- _任务要求_:
(1) 将关于 Map Join 执行计划的引文中自“outputColumnNames: _col0, _col1, _col7, _col12”起、至“int), _col12 (type: string)”止（含该句）的部分逐字复述。
(2) 接着关于 Map Join 执行计划的引文的最后一句，继续往下撰写。

- _引文_:
* * * * *
首先在本地生成一个local task 读取比较小的表dept,然后将表写入Hash Table Files ,上传到HDFS的缓存中,然后启动一个map作业,每读取一条数据,就与缓存中的小表进行join操作,直至整个大表读取结束。

  • 执行计划
 STAGE DEPENDENCIES:
  Stage-4 is a root stage
  Stage-3 depends on stages: Stage-4
  Stage-0 depends on stages: Stage-3

STAGE PLANS:
  Stage: Stage-4
    Map Reduce Local Work
      Alias -> Map Local Tables:
        d 
          Fetch Operator
            limit: -1
      Alias -> Map Local Operator Tree:
        d 
          TableScan
            alias: d
            Statistics: Num rows: 1 Data size: 80 Basic stats: COMPLETE Column stats: NONE
            Filter Operator
              predicate: deptno is not null (type: boolean)
              Statistics: Num rows: 1 Data size: 80 Basic stats: COMPLETE Column stats: NONE
              HashTable Sink Operator
                keys:
                  0 deptno (type: int)
                  1 deptno (type: int)

  Stage: Stage-3
    Map Reduce
      Map Operator Tree:
          TableScan
            alias: e
            Statistics: Num rows: 7 Data size: 820 Basic stats: COMPLETE Column stats: NONE
            Filter Operator
              predicate: deptno is not null (type: boolean)
              Statistics: Num rows: 4 Data size: 468 Basic stats: COMPLETE Column stats: NONE
              Map Join Operator
                condition map:
                     Inner Join 0 to 1
                keys:
                  0 deptno (type: int)
                  1 deptno (type: int)
                outputColumnNames: _col0, _col1, _col7, _col12
                Statistics: Num rows: 4 Data size: 514 Basic stats: COMPLETE Column stats: NONE
                Select Operator
                  expressions: _col0 (type: int), _col1 (type: string), _col7 (type: int), _col12 (type: string)
                  outputColumnNames: _col0, _col1, _col2, _col3
                  Statistics: Num rows: 4 Data size: 514 Basic stats: COMPLETE Column stats: NONE
                  File Output Operator
                    compressed: false
                    Statistics: Num rows: 4 Data size: 514 Basic stats: COMPLETE Column stats: NONE
                    table:
                        input format: org.apache.hadoop.mapred.TextInputFormat
                        output format: org.apache.hadoop.hive.ql.io.HiveIgnoreKeyTextOutputFormat
                        serde: org.apache.hadoop.hive.serde2.lazy.LazySimpleSerDe
      Local Work:
        Map Reduce Local Work

  Stage: Stage-0
    Fetch Operator
      limit: -1
      Processor Tree:
        ListSink

Time taken: 0.191 seconds, Fetched: 62 row(s)
* * * * *
- _所附数据_:
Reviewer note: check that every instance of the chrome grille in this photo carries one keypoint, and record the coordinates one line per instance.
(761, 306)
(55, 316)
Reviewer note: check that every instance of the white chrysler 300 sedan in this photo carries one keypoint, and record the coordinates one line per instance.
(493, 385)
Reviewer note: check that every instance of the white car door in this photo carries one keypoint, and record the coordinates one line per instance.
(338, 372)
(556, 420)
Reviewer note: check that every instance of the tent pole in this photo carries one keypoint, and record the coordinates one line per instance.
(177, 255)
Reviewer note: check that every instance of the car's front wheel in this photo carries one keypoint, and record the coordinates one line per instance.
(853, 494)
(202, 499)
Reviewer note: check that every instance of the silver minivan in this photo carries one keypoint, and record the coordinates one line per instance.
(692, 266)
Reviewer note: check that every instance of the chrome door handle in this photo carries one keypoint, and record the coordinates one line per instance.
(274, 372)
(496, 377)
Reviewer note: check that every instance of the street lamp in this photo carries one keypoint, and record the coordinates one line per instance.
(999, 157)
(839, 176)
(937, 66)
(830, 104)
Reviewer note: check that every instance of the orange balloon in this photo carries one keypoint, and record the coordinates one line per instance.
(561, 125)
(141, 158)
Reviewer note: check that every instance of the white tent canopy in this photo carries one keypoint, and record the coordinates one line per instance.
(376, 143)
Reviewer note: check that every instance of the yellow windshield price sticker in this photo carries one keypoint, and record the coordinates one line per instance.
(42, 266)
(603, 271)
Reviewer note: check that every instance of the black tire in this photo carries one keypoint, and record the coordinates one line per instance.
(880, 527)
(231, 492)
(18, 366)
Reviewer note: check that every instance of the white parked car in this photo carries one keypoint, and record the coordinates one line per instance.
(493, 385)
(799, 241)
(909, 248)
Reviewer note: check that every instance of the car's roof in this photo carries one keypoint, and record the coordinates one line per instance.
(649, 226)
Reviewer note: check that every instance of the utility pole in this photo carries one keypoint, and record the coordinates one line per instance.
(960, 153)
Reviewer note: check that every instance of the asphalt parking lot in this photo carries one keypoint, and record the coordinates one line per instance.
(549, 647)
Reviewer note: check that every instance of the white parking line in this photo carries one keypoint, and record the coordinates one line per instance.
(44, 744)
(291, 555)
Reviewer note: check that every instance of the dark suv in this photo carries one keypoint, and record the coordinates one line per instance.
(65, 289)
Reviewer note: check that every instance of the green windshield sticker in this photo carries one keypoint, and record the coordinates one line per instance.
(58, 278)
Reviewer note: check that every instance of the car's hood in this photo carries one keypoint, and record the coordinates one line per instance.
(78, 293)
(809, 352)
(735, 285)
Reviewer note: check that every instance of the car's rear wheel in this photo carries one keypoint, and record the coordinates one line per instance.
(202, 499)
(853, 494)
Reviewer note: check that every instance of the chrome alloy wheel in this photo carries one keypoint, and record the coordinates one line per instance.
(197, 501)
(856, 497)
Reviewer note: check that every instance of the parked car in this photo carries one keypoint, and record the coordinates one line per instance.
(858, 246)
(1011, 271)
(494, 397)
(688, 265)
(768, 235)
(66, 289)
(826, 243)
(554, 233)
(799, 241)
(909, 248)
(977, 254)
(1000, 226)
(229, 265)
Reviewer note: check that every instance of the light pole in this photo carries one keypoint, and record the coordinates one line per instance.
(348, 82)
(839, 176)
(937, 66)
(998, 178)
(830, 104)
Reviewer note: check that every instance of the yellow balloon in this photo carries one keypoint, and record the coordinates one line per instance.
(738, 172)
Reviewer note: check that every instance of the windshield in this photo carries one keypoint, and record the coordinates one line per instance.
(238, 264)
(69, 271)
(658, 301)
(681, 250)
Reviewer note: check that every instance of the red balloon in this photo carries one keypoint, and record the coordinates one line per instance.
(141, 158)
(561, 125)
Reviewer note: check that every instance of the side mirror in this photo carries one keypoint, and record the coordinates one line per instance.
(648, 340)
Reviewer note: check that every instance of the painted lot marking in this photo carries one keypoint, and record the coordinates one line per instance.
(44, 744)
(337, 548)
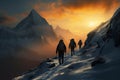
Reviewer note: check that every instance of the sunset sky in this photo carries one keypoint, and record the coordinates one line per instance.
(78, 16)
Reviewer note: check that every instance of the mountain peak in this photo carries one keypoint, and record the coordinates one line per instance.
(117, 12)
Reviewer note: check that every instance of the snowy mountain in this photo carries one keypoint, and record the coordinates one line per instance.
(61, 33)
(36, 26)
(99, 59)
(24, 44)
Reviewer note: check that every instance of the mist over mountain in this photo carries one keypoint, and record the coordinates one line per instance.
(99, 59)
(66, 34)
(25, 44)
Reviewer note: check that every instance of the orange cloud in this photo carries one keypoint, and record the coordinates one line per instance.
(5, 19)
(77, 4)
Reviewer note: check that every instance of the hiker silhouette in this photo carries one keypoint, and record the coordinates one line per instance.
(80, 44)
(72, 46)
(61, 49)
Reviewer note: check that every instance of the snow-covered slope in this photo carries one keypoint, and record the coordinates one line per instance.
(102, 42)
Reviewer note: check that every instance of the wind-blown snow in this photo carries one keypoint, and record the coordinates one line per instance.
(78, 67)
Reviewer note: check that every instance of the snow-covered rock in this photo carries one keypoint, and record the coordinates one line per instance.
(79, 67)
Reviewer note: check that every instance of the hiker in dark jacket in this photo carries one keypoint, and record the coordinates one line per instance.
(61, 49)
(72, 46)
(80, 44)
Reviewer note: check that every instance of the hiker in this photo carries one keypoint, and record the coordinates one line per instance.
(72, 46)
(80, 44)
(61, 49)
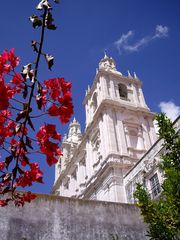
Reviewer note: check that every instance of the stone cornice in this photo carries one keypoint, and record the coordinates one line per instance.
(116, 74)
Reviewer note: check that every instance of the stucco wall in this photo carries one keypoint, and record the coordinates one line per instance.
(56, 218)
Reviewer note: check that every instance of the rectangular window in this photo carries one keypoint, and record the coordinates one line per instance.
(74, 174)
(66, 185)
(155, 186)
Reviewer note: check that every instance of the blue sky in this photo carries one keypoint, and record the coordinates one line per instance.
(141, 35)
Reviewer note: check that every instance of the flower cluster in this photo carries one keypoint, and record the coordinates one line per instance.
(6, 126)
(60, 94)
(47, 147)
(29, 176)
(8, 62)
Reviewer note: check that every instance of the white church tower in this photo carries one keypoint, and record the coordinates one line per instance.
(119, 131)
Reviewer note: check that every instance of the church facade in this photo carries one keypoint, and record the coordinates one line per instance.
(119, 146)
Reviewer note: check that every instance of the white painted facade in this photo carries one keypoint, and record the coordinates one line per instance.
(102, 162)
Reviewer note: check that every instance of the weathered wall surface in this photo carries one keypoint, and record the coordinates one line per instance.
(56, 218)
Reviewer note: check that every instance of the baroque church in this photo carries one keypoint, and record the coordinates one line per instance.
(119, 146)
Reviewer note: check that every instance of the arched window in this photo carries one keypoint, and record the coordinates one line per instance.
(94, 102)
(122, 91)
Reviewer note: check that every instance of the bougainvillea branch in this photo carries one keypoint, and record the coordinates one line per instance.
(21, 94)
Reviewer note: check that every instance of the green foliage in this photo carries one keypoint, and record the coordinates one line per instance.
(163, 216)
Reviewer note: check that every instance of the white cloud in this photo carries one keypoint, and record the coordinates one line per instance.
(123, 45)
(161, 31)
(170, 109)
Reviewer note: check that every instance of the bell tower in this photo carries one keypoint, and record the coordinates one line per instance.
(120, 129)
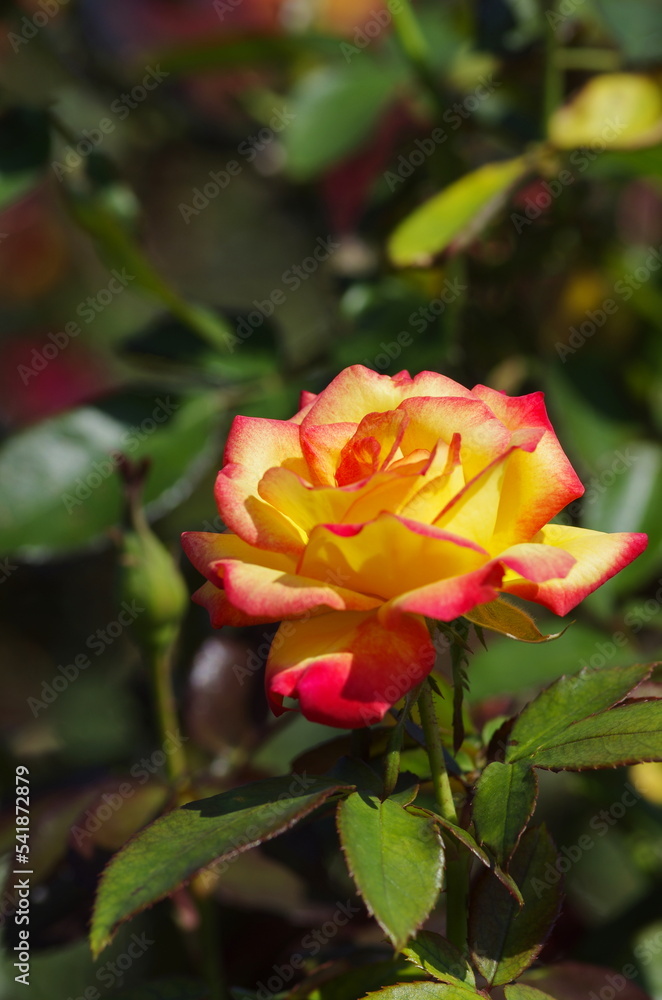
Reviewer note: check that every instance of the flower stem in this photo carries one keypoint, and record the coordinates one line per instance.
(415, 47)
(457, 865)
(166, 712)
(440, 780)
(394, 748)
* * * * *
- _参考答案_:
(1)
outputColumnNames: _col0, _col1, _col7, _col12
                Statistics: Num rows: 4 Data size: 514 Basic stats: COMPLETE Column stats: NONE
                Select Operator
                  expressions: _col0 (type: int), _col1 (type: string), _col7 (type: int), _col12 (type: string)

(2)
  • 详解
    1.将启用本地MR读取小表
 Map Reduce Local Work
      Alias -> Map Local Tables:
        d 
          Fetch Operator
            limit: -1
      Alias -> Map Local Operator Tree:
        d 
          TableScan
            alias: d
            Statistics: Num rows: 1 Data size: 80 Basic stats: COMPLETE Column stats: NONE
            Filter Operator
              predicate: deptno is not null (type: boolean)
              Statistics: Num rows: 1 Data size: 80 Basic stats: COMPLETE Column stats: NONE

2.写入哈希表文件

 HashTable Sink Operator
                keys:
                  0 deptno (type: int)
                  1 deptno (type: int)

3.上传到Hadoop缓存中(执行计划不可见该步骤,可由日志看见)

 2018-01-11 10:30:28    Uploaded 1 File to: file:/tmp/hadoop/aedaa8e1-17a9-4211-86b1-79debe362aba/hive_2018-01-11_22-30-12_222_6099353227386611286-1/-local-10004/HashTable-Stage-4/MapJoin-mapfile32--.hashtable (373 bytes)

4.执行一个map作业,读取大表,并与缓存中的小表连接操作

 Stage: Stage-3
    Map Reduce
      Map Operator Tree:
          TableScan
            alias: e
            Statistics: Num rows: 7 Data size: 820 Basic stats: COMPLETE Column stats: NONE
            Filter Operator
              predicate: deptno is not null (type: boolean)
              Statistics: Num rows: 4 Data size: 468 Basic stats: COMPLETE Column stats: NONE
              Map Join Operator
                condition map:
                     Inner Join 0 to 1
                keys:
                  0 deptno (type: int)
                  1 deptno (type: int)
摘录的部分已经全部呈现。